Image point grounding data
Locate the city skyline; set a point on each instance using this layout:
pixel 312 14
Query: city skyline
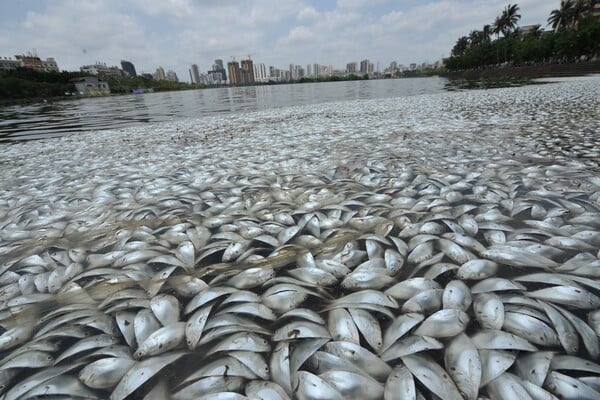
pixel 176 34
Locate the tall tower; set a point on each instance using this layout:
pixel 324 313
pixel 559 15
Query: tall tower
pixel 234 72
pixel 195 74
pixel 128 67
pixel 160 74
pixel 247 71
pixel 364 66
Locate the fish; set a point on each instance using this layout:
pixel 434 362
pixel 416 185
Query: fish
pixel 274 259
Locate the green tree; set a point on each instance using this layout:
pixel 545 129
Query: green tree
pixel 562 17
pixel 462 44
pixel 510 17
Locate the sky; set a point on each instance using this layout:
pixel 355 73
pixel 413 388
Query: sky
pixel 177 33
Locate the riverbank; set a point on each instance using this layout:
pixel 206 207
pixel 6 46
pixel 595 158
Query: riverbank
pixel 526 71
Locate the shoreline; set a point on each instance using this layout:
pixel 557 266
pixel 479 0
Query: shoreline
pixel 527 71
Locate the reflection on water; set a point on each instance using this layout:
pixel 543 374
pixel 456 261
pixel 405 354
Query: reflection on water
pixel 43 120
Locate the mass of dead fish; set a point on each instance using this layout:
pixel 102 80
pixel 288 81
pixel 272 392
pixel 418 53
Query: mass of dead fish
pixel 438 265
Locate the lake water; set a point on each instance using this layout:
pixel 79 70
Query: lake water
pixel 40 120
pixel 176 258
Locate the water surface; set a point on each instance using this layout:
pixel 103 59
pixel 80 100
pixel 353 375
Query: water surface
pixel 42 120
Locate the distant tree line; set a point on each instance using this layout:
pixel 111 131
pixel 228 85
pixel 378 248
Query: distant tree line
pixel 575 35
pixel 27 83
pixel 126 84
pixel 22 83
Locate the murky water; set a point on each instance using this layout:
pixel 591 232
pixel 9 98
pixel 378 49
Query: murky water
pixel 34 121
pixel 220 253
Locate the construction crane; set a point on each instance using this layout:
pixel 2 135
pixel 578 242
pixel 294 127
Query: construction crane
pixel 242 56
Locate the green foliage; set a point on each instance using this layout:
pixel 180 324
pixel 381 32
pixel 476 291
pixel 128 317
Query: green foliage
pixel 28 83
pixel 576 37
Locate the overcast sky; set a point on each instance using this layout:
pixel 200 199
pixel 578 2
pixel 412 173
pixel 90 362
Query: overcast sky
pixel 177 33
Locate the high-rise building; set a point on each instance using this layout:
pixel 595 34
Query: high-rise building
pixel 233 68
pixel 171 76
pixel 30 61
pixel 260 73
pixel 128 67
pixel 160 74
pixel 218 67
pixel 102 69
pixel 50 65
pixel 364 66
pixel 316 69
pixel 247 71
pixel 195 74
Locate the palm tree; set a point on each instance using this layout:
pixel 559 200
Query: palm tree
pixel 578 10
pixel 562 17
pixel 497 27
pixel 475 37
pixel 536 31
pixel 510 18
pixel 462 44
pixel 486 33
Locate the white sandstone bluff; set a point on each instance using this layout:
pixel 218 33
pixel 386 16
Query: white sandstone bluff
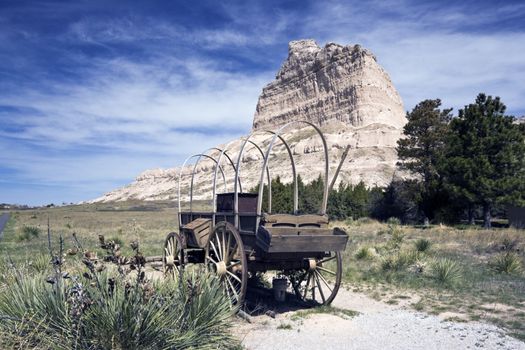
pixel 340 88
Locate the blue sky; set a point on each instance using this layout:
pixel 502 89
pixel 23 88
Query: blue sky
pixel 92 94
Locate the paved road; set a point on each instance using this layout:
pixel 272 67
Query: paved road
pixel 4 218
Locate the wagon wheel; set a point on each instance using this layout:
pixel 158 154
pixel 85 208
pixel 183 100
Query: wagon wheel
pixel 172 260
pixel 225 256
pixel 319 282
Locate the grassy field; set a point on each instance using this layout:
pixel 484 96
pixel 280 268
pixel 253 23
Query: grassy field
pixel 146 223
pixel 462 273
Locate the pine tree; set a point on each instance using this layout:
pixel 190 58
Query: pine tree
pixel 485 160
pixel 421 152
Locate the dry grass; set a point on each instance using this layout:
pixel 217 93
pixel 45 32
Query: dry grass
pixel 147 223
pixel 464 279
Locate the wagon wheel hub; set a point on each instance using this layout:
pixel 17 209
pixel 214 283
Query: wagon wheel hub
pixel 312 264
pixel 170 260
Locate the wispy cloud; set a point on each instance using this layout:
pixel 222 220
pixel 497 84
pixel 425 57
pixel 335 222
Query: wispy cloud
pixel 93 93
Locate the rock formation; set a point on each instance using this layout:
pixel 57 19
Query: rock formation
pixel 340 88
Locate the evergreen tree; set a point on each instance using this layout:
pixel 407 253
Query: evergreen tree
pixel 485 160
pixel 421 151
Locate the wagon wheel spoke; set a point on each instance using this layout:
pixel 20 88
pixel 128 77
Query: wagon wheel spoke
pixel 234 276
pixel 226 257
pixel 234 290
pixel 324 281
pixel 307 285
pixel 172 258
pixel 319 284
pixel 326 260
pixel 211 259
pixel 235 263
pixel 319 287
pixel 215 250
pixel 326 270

*The task*
Only an exact copy of the lines from the top of the entries through the line with "pixel 559 15", both included, should be given, with all pictures omitted.

*Answer for this exercise*
Locate the city skyline; set a point on each instance using this layout:
pixel 312 14
Query: city skyline
pixel 176 34
Locate the tall tower; set a point on each instance using this layout:
pixel 324 313
pixel 559 15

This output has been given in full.